● **Extract provided**
Old board game no longer produced

All the King's Men (also known as Take the Brain), is a strategic, chess-like board game made and published by the Parker Brothers in 1979. It is heavily influenced by the board game Smess: The Ninny's Chess, which was also published by the Parker Brothers in 1970. All the King's Men was only produced in 1979, and can only be found on online marketplaces now.

== Gameplay ==
The game is played on a 8x7 game board where there are two players versing each other. Each player has 12 pieces including a king, 4 knights, and 7 archers.

The players must place their archers in the second rank of their section of their side of the board, their king in the middle of the first rank, and 4 knights in the first rank, 2 on each side of the king touching one another.

On each square, there are arrows pointing 1-4 directions. This shows where the piece can move if it's their turn. The king and archer may only move one square per turn, while knights can move any number of squares in one direction. To capture a piece, you have to move your piece to where the piece wanting to capture is. Remember to use the directions on the square for offense and defense.

To win the game, you must capture the opposing side's king, just like how you would with a knight or archer. If you are a turn away from capturing the enemy king, you must say "Threat" to alert the other player of his king's position. If your king is endangered, you can move the king away from the enemy piece, move a piece between your king and the enemy piece, or capture the piece trying to capture your king.

==Reception==
John Filiatreau for The Courier-Journal said that "thousands of people, intimidated by the seriousness with which chess is usually played, keep looking for a simpler version. All the King's Men fills the bill."

The Springfield News-Sun described the game as "designed along the classic lines of royal conflict", calling it "pleasantly less intense" than chess and that its "unique arrow-patterned game board provides extra interest too; the way you play those arrows can make or break your game."

● **Supplied information**
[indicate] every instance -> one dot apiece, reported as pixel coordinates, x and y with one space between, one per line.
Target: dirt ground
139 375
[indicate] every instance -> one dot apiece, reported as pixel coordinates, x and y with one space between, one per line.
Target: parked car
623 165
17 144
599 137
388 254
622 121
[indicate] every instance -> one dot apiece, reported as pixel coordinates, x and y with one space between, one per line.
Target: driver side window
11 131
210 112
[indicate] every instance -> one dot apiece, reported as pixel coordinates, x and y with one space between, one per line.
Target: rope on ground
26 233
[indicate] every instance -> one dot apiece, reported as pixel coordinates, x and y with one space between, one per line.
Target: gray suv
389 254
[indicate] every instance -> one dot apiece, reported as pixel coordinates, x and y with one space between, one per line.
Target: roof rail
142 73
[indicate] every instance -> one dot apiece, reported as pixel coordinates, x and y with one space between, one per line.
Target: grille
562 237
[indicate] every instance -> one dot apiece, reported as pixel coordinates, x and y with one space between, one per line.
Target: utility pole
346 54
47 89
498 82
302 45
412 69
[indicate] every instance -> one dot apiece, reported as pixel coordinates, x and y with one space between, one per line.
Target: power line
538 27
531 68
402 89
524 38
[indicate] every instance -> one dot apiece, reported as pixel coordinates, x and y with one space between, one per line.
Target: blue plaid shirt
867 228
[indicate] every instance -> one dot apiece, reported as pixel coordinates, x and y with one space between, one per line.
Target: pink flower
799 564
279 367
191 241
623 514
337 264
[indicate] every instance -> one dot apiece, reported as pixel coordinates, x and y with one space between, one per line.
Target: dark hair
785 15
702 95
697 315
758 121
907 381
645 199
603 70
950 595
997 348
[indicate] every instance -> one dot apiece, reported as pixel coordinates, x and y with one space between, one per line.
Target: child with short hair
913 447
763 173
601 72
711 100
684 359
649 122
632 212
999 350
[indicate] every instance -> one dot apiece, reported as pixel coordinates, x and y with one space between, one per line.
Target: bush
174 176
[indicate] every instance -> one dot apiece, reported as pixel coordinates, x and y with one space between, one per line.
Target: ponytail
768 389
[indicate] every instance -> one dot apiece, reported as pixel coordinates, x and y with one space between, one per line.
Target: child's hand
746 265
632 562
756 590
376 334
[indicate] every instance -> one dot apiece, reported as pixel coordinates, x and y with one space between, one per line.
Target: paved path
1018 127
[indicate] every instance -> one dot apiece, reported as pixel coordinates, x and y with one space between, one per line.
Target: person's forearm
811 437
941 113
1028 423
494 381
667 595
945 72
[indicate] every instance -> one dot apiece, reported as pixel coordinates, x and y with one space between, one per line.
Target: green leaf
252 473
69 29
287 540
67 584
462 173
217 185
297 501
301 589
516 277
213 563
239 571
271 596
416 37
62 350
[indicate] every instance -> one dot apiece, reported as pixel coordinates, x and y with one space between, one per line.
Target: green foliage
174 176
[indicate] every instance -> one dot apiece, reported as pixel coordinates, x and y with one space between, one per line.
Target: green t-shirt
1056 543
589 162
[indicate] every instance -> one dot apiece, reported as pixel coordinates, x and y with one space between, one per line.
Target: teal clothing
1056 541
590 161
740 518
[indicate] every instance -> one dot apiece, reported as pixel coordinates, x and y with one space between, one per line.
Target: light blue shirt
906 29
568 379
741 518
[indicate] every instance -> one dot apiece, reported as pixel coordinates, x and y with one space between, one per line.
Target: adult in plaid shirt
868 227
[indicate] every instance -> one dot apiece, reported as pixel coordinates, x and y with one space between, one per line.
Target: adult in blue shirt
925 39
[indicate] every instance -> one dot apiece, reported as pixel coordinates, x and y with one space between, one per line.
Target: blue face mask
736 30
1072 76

==

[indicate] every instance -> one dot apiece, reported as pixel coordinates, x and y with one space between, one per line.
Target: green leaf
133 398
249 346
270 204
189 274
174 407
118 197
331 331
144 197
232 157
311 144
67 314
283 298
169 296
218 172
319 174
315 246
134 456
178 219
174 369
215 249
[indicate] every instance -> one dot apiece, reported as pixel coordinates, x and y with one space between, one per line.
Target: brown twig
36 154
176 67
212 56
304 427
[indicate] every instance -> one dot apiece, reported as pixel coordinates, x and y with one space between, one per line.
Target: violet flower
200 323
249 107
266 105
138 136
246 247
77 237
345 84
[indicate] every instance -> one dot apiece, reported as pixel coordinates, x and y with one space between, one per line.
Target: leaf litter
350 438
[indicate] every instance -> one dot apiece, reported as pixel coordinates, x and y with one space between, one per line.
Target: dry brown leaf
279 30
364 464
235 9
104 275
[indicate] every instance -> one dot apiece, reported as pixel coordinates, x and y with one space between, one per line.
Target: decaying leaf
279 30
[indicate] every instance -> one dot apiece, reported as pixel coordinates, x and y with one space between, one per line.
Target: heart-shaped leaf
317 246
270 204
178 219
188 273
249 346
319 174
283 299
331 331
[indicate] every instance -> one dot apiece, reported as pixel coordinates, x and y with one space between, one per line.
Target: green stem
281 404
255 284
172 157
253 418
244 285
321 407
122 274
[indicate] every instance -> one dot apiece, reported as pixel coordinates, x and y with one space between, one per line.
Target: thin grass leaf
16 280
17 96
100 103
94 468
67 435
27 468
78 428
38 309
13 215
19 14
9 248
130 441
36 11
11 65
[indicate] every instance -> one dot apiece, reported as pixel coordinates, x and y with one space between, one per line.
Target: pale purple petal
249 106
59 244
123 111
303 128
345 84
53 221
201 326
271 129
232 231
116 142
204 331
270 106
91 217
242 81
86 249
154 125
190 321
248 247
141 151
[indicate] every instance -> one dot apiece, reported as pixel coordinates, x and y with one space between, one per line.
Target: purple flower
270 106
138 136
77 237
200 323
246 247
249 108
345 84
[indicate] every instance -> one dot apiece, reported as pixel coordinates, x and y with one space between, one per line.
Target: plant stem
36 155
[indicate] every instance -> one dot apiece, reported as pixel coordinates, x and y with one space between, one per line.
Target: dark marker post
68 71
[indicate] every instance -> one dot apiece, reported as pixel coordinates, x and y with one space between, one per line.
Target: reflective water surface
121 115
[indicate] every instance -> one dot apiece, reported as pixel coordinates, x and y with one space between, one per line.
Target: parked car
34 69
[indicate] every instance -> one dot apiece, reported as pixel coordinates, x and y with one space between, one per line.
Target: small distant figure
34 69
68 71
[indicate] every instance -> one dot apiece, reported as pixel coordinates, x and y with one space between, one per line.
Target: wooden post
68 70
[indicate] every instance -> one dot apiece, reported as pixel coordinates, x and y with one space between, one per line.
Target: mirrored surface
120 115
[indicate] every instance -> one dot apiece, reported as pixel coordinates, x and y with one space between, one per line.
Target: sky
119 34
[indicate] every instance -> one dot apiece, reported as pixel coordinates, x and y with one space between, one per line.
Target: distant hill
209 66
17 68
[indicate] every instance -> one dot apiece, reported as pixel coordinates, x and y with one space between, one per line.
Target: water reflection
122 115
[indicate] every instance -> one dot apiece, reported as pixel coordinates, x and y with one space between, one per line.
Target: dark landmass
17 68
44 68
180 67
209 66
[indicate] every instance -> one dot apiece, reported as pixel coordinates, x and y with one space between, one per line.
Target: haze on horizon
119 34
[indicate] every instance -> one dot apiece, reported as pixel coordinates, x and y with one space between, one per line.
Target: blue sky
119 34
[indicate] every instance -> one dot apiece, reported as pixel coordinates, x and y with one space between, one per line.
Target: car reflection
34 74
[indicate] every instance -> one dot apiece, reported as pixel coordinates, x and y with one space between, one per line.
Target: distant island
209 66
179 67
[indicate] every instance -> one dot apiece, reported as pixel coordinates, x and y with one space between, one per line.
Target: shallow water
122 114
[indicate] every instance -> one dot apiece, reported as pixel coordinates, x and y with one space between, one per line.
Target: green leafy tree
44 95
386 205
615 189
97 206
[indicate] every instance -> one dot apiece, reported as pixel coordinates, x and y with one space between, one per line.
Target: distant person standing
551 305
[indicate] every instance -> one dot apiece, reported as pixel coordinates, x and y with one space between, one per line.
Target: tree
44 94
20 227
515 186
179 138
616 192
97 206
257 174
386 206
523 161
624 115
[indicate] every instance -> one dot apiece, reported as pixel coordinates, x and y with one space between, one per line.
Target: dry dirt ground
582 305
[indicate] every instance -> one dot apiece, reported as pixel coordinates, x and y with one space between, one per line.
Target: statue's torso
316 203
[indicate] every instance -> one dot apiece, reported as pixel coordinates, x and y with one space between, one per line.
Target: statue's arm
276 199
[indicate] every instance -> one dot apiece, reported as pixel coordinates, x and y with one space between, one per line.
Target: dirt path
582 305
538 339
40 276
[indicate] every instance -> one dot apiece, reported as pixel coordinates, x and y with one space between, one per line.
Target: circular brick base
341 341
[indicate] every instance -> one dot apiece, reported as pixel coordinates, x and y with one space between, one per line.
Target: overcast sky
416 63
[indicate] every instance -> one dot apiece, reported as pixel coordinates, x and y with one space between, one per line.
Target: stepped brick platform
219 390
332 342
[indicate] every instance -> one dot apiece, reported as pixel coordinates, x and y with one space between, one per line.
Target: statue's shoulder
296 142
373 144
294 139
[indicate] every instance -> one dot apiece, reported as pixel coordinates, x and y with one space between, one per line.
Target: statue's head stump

--

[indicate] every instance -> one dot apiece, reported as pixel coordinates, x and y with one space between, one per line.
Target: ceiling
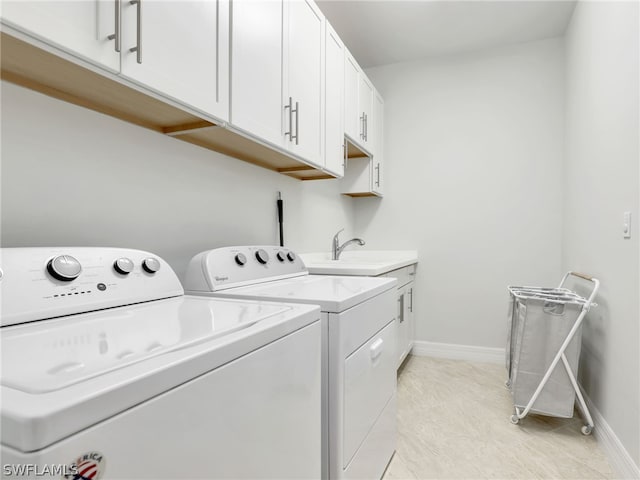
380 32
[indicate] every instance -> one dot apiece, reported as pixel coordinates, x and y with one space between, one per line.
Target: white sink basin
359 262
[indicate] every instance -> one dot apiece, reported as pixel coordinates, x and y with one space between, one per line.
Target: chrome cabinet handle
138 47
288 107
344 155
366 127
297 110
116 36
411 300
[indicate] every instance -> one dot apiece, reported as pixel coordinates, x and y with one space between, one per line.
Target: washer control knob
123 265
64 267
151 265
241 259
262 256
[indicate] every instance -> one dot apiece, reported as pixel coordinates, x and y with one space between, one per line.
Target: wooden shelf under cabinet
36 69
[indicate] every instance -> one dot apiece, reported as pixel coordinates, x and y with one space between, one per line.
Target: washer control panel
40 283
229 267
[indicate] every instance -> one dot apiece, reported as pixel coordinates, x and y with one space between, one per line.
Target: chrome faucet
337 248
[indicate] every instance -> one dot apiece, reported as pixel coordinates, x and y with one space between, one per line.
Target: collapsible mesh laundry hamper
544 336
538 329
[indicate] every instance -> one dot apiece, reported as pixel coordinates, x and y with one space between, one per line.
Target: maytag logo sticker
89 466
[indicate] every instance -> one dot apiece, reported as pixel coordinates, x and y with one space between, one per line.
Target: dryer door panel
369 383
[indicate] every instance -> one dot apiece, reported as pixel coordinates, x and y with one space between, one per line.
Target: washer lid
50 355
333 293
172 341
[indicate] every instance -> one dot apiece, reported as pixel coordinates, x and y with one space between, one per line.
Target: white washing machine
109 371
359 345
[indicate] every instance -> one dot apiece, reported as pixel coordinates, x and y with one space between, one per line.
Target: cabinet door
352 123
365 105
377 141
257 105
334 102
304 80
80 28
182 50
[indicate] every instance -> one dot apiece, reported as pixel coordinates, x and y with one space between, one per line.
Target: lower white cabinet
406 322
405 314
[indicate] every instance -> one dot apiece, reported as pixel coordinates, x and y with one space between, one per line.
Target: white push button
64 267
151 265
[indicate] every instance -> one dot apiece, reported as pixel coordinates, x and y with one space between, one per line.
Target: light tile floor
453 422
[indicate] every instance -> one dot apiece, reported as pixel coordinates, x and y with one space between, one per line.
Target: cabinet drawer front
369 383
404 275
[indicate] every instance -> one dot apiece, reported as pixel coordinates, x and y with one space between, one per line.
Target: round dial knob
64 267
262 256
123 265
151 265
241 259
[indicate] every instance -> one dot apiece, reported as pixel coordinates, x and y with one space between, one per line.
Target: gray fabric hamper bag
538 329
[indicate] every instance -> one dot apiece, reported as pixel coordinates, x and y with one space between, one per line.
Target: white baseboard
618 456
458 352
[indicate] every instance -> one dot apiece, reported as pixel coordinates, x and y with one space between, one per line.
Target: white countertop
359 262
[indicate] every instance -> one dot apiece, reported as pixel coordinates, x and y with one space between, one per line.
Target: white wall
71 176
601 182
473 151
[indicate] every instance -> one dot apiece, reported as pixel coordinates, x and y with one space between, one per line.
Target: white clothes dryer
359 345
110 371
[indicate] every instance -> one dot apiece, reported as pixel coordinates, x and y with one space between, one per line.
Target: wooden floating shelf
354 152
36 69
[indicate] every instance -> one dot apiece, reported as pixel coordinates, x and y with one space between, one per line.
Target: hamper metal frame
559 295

● **What is expected**
Can you duplicate the All the King's Men article from "To win the game, you" to "capture your king."? Work solely from the All the King's Men article.

● **Response below**
To win the game, you must capture the opposing side's king, just like how you would with a knight or archer. If you are a turn away from capturing the enemy king, you must say "Threat" to alert the other player of his king's position. If your king is endangered, you can move the king away from the enemy piece, move a piece between your king and the enemy piece, or capture the piece trying to capture your king.